Lay out the rows below as a Markdown table, starting at the line with "Annotation guideline — the target class is blue" and running through the end of the rows. Use a Number column and a Line column, give each line its own entry, and skip blank lines.
─── GIVEN DATA ───
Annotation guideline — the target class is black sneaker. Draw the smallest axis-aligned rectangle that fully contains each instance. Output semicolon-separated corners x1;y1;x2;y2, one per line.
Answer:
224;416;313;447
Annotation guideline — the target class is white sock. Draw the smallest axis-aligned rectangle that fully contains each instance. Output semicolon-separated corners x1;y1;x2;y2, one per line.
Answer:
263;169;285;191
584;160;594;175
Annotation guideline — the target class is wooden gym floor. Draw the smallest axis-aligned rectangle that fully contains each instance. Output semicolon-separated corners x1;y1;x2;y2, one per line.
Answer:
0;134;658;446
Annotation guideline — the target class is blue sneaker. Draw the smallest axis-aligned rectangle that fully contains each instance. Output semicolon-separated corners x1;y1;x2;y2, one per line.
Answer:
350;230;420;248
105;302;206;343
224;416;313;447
───
> FINAL RESULT
| Number | Line |
|---|---|
| 1 | Annotation guideline — the target class is blue sneaker. Draw the smallest axis-aligned rectangle that fully contains each instance. Output semicolon-separated corners x1;y1;x2;y2, one per line. |
| 2 | Answer: |
| 3 | 350;230;420;248 |
| 4 | 105;302;206;343 |
| 5 | 224;416;313;447 |